Task description
Starting with the line containing "hmm let me think… yeah I need to find the house" and going on through the line containing "hmm let me think… yeah I need to find the white", return the lines of the data below exactly, and only those.

• • • • • • •

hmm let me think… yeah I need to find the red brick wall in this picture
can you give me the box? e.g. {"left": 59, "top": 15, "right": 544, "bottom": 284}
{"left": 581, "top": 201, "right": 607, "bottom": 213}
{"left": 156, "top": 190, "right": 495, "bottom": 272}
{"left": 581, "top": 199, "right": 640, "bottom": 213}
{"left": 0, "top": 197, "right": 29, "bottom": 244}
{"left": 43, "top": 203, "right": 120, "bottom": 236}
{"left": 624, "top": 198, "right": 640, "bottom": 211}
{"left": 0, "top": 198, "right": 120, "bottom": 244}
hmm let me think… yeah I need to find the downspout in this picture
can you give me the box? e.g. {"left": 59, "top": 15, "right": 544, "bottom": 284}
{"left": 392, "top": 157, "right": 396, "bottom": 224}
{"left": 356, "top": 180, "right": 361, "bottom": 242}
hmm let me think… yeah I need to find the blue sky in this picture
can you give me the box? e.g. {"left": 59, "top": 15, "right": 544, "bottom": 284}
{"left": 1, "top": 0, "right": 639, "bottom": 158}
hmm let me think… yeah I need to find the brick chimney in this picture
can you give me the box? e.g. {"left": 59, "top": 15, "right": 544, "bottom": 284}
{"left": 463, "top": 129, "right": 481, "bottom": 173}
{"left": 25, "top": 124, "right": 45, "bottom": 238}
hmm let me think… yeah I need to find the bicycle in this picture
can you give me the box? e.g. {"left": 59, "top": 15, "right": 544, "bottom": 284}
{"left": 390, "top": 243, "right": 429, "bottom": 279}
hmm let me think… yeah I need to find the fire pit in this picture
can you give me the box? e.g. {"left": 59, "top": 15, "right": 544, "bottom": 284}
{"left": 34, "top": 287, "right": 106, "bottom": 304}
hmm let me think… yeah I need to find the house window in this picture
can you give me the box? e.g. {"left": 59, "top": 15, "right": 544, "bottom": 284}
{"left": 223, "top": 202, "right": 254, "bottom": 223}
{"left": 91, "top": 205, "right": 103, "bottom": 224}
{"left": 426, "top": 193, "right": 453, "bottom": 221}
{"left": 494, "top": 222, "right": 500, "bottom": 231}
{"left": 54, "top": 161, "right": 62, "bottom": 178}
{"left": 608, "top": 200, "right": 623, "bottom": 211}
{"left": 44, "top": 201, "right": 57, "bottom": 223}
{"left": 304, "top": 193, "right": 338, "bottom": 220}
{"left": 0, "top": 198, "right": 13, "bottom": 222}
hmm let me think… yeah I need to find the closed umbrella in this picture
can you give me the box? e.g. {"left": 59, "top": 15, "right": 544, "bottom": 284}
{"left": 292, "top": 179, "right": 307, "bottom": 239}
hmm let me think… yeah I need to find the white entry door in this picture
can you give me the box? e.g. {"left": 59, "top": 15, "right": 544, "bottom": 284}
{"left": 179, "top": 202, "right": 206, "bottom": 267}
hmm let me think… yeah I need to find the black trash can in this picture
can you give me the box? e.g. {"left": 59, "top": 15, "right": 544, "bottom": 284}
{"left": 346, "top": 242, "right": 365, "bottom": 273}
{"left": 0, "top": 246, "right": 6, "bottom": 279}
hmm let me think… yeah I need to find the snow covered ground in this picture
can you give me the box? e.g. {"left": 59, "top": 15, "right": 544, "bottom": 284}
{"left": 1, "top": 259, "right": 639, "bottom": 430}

• • • • • • •

Finished exercise
hmm let me think… yeah I need to find the house window in this picture
can you give me the box? e.g. {"left": 59, "top": 15, "right": 544, "bottom": 284}
{"left": 223, "top": 202, "right": 254, "bottom": 223}
{"left": 91, "top": 205, "right": 103, "bottom": 224}
{"left": 426, "top": 193, "right": 453, "bottom": 221}
{"left": 494, "top": 222, "right": 500, "bottom": 231}
{"left": 54, "top": 161, "right": 62, "bottom": 178}
{"left": 608, "top": 200, "right": 623, "bottom": 211}
{"left": 44, "top": 201, "right": 57, "bottom": 223}
{"left": 304, "top": 193, "right": 338, "bottom": 220}
{"left": 0, "top": 198, "right": 13, "bottom": 222}
hmm let me think… yeah I need to find the closed umbrella in this picture
can you give me the box? e.g. {"left": 59, "top": 15, "right": 544, "bottom": 284}
{"left": 292, "top": 179, "right": 307, "bottom": 239}
hmm let me think… yeah I need to find the white entry door in this picture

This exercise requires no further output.